* OBJECTIVE *
Convert the lines of the listing from the line containing "Could you point at the arched" through the end of the listing into a JSON array of strings, one string per line, with blank lines omitted. Include only that span.

(Rows from a pointing dataset)
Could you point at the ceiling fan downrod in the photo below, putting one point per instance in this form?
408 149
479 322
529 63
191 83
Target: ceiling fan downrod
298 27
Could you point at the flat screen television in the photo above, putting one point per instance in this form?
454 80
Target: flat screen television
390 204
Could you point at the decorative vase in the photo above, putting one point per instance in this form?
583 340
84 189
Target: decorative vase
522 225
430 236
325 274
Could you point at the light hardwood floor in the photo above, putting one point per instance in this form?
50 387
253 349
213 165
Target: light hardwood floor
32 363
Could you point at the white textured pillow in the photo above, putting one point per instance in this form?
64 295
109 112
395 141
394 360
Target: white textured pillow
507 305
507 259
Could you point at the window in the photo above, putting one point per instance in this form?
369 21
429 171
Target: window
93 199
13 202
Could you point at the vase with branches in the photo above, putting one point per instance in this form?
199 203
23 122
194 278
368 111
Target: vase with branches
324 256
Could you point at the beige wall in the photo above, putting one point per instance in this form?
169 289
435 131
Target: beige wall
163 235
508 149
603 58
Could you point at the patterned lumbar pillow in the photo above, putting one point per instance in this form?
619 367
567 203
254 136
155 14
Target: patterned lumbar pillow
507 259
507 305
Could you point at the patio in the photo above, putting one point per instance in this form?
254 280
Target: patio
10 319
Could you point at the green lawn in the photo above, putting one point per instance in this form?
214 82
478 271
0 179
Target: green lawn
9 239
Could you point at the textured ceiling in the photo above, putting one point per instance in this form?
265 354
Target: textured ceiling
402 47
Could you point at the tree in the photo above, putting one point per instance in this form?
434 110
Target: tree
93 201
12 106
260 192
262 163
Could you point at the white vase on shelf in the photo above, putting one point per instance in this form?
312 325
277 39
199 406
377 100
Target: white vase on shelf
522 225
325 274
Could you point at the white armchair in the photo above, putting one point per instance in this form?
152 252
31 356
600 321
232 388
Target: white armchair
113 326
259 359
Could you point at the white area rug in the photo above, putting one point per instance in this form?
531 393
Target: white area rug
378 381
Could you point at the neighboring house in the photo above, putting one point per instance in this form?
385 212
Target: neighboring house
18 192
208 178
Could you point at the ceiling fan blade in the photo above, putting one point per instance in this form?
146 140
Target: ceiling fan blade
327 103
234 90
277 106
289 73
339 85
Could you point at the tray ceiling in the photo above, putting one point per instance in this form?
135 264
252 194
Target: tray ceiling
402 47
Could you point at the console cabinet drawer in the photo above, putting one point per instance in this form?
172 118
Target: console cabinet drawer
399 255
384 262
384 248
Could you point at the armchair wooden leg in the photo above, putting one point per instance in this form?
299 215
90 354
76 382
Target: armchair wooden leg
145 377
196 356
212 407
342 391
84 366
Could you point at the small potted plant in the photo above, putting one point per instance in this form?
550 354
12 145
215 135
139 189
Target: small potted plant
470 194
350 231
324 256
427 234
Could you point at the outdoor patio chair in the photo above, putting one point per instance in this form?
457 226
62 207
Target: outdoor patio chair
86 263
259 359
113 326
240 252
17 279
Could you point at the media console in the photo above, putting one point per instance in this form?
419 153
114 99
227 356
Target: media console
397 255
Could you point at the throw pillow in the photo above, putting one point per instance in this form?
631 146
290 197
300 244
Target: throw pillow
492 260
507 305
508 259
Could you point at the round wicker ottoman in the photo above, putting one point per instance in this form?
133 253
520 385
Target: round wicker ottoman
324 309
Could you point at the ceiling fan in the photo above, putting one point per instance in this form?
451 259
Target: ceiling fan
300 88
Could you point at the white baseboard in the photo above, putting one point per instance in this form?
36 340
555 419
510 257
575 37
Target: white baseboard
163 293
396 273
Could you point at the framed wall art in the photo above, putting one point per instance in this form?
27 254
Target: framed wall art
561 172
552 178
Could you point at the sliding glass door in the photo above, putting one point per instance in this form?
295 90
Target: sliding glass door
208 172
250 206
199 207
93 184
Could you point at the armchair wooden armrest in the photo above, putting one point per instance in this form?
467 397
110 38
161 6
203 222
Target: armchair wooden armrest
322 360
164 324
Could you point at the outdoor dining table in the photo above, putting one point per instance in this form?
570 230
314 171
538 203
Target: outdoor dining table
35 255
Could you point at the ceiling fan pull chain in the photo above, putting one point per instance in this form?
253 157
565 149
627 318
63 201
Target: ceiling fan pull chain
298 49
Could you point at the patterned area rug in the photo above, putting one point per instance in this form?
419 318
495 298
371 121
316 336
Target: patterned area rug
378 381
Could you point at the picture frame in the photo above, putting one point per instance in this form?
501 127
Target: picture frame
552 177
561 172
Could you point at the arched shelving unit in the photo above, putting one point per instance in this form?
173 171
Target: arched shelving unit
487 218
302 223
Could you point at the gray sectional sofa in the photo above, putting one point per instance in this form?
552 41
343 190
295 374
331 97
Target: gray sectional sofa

* CORRECT OUTPUT *
[
  "Could you point at the arched shelving unit in the photo above, putting one point per instance in this form?",
  "173 171",
  "Target: arched shelving unit",
  "487 218",
  "302 223",
  "Could you point at the gray sectional sofa in the photo above, putting one point per instance in this form?",
  "552 41",
  "343 190",
  "295 374",
  "331 97",
  "Target: gray sectional sofa"
]